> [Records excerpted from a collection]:
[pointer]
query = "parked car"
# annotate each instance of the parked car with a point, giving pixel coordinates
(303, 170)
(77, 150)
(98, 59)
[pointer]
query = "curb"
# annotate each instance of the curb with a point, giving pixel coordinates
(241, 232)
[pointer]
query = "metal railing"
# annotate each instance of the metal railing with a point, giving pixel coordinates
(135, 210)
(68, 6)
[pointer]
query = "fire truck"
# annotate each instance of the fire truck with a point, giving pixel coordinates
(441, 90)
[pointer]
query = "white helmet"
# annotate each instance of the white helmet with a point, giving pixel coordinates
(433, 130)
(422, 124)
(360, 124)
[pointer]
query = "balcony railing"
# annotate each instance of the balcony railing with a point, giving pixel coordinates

---

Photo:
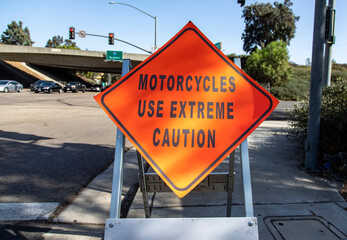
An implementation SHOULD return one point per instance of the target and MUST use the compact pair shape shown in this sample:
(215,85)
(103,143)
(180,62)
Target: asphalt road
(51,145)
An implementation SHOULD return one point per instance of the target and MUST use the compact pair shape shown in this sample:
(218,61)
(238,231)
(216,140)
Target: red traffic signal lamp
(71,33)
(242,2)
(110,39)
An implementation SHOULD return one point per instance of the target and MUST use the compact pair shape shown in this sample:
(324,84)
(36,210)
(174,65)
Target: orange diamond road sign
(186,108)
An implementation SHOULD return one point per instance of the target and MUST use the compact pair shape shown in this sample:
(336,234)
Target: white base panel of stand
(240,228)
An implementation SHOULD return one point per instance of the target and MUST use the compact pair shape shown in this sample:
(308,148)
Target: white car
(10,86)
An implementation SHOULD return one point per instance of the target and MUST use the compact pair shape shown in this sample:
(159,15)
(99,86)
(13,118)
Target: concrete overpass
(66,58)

--

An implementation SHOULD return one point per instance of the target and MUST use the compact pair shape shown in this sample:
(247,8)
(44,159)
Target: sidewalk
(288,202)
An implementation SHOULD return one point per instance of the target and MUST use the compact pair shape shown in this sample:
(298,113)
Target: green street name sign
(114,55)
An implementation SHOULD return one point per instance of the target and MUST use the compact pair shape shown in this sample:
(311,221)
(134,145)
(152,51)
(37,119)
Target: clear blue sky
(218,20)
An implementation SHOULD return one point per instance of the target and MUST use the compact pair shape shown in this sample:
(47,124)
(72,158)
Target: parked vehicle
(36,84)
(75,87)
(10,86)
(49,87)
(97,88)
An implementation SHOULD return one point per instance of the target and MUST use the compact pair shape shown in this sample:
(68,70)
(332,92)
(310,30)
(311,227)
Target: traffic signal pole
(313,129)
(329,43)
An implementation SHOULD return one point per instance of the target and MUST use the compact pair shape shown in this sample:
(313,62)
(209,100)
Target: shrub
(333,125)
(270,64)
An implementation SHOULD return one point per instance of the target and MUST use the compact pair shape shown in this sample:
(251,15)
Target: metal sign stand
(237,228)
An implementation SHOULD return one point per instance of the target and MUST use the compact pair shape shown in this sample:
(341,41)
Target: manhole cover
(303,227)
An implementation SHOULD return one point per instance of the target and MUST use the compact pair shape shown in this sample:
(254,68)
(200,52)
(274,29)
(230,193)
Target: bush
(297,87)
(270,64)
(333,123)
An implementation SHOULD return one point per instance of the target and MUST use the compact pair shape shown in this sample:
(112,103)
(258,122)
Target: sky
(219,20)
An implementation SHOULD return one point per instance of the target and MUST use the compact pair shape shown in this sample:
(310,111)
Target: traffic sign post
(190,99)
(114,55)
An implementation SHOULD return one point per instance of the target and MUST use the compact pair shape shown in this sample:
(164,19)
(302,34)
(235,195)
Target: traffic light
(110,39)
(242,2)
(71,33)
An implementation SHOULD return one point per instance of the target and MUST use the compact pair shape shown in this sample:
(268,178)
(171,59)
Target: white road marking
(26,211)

> [What the task asks]: Pull every line that holds the string "query" out of the records.

> [Response below]:
query = "parked car"
query = "curb"
query = "metal railing"
query = "fire truck"
query = "white helmet"
query = "balcony railing"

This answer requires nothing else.